# Calling all Metal Rock MSF owners



## afulton (Jul 8, 2011)

If you were lucky enough to own the most precious MSF for WOC, first I must say congrats!  I recently purchased mine from a seller here for $80.  I felt like I had won the lottery.  I was lemming for it for a long time.  My addiction for MSFs began a year ago so I missed out on it when it was first released. 

  	I was wondering how do you wear it?  Do you use it as a contour powder, blush, bronzer, etc.... Pictures would be nice if you care to share.  


  	Thank you in advance for sharing......


----------



## DILLIGAF (Jul 9, 2011)

I have it!!!! Got if here for a STEAL!!!! But like you I'm not sure what to do with it. It is one of the more glittery MSFs and I always have an issue with those. I've actually been using it as an eyeshadow sometimes. Any other ideas would be great!


----------



## Ashleybubbles83 (Jul 9, 2011)

(WHAT IS NEEDED) Extend the Metal Rock MSF thread from its final header, beginning with the post by Ashleybubbles83.

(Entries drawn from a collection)
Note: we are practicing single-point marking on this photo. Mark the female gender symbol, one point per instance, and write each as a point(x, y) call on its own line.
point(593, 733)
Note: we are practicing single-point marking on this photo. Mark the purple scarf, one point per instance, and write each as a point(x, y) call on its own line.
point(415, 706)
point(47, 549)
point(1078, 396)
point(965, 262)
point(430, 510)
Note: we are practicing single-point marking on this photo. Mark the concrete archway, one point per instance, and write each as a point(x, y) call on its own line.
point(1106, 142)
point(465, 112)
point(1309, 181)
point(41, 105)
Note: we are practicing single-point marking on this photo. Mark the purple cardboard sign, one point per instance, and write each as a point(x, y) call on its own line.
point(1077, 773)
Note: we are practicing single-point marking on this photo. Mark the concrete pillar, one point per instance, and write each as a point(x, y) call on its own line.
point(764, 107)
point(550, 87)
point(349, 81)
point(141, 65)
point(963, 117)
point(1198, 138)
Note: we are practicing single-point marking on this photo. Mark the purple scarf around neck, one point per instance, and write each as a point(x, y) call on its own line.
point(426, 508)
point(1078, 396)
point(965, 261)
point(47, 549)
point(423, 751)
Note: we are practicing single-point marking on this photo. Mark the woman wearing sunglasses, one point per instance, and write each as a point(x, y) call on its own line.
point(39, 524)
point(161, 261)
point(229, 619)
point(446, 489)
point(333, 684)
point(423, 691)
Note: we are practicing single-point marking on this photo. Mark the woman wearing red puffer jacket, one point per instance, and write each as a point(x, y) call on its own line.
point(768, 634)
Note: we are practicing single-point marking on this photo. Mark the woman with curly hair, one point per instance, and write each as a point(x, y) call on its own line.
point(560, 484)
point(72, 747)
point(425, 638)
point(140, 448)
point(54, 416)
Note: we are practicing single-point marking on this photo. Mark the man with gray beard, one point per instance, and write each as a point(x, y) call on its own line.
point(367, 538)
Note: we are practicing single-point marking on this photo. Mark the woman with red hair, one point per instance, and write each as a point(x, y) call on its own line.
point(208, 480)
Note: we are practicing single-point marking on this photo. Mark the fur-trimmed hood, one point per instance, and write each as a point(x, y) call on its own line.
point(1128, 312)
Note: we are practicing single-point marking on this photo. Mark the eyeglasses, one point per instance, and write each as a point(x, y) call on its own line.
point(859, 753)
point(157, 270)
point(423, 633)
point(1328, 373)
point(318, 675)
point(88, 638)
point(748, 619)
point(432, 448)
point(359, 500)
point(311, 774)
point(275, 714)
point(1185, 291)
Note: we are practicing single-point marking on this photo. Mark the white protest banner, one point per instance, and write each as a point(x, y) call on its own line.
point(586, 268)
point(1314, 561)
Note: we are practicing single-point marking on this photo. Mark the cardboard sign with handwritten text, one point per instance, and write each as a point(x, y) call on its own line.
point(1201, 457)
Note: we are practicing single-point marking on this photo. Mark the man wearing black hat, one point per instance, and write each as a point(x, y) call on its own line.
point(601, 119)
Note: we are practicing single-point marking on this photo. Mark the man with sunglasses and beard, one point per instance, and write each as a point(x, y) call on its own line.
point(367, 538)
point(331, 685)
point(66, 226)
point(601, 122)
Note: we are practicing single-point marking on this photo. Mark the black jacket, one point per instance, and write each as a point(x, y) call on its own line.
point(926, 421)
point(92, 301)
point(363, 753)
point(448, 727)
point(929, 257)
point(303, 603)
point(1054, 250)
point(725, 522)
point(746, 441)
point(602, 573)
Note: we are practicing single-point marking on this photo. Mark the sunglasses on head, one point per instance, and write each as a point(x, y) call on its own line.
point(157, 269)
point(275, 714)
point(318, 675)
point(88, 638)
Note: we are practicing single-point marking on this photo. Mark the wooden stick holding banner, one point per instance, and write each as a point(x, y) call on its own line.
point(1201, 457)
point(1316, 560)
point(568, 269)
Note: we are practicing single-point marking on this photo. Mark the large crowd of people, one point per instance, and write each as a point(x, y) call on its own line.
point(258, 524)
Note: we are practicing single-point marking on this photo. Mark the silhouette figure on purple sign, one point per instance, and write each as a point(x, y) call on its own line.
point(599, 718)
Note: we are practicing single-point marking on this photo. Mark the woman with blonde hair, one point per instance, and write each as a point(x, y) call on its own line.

(RESULT)
to be honest, i have one, basically i have it because i succumbed to the hype and felt like i had to have it, for the 3 years or so that i've owned it, i think i've used it once, to add shimmer on top of a matte blush. i usually just take it out and stare at it...


----------



## afulton (Jul 9, 2011)

Thanks ladies, now I don't feel so bad.  I agree that it is beautiful to look at but I really didn't know what to do with it.  It does come off as very glittery.  Sometimes I use it as a blush and others as a highlight.  Maybe I will try it as a shadow too. 

  	I thought I had to have it too because of the hype.  Beside all of that, I really think it is an awesome MSF.


----------



## Blushbaby (Jul 16, 2011)

I've used mine about twice! Hmm perhaps I'll put it out of hiding tomorrow. It looks nice on top of bronzer.


----------



## Mac-Guy (Jul 16, 2011)

I hope some darker MSF come back soon, but in less glittery versions.


----------



## sss215 (Aug 13, 2011)

Mac-Guy said:


> I hope some darker MSF come back soon, but in less glittery versions.



 	yes!   I would love that!


----------



## Curly1908 (Aug 13, 2011)

I use it as a bronzer when applied with a fan brush (removes excess glitter).

	I also use it as a highlighter, a blush (over a matte bronzer), and as an eyeshadow.


----------



## StyleBlack (Oct 29, 2011)

Mac-Guy said:


> I hope some darker MSF come back soon, but in less glittery versions.



 	Ditto, but I won't be holding my breath.


----------



## Ashleybubbles83 (Nov 1, 2011)

i am no longer a metal rock owner.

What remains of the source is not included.